[Dataset entries Boundary: Start]

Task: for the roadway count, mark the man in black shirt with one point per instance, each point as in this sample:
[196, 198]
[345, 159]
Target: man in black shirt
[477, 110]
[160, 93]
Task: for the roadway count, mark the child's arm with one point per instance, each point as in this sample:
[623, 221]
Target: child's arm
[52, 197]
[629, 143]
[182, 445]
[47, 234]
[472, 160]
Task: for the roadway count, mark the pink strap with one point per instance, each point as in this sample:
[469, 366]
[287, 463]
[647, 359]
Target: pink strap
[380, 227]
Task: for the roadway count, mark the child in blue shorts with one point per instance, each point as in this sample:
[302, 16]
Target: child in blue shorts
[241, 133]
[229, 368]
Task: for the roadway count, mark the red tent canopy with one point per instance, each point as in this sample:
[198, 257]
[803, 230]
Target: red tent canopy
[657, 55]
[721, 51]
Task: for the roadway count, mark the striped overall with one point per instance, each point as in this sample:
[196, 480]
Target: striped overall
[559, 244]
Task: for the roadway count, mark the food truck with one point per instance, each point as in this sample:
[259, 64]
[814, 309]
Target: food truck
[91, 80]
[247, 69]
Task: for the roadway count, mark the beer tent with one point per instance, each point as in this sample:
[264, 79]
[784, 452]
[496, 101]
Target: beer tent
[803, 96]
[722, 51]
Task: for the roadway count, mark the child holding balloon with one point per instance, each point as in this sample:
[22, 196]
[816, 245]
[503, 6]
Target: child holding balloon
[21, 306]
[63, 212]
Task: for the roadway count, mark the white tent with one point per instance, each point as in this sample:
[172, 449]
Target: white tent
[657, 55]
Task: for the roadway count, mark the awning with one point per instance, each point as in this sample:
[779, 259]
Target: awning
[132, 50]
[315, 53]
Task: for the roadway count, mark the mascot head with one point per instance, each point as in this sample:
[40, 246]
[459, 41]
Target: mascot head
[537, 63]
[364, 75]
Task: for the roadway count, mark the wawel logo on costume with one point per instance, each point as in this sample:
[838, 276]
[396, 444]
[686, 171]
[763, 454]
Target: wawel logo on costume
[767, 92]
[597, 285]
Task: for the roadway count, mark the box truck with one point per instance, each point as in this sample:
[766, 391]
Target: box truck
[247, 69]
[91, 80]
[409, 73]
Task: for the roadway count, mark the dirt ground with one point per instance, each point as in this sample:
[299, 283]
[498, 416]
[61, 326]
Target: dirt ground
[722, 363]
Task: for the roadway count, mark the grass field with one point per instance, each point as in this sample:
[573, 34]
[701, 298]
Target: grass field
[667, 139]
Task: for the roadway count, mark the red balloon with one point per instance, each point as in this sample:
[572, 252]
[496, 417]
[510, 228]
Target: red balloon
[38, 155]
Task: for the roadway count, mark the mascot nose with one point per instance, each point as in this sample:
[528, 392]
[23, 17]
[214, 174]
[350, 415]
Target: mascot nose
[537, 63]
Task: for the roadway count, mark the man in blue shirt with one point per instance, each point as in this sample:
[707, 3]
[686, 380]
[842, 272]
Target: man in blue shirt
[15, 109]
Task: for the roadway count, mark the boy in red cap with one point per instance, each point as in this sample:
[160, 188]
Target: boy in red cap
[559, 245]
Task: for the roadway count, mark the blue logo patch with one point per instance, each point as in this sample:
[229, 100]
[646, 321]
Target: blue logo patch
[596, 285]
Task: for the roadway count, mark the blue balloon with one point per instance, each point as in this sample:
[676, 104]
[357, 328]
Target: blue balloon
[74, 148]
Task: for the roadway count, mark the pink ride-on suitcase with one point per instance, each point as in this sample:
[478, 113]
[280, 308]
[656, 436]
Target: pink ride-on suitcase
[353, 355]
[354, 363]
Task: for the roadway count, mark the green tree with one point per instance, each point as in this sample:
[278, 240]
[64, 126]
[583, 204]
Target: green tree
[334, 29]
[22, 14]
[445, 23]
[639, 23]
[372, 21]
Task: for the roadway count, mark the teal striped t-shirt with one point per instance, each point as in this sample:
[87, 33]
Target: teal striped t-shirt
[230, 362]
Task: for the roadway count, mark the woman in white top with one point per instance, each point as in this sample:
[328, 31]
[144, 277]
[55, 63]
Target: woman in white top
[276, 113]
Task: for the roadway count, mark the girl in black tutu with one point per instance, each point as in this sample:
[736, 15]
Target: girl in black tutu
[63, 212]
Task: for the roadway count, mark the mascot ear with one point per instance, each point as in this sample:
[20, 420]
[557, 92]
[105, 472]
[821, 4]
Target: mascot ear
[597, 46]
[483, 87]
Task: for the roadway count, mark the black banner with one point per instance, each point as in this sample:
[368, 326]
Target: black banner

[Dataset entries Boundary: End]

Among the lines of the data above, find those with the word "banner" and show them.

Task: for the roadway count, mark the black banner with one point per instance, each point as in this sample:
Target: black banner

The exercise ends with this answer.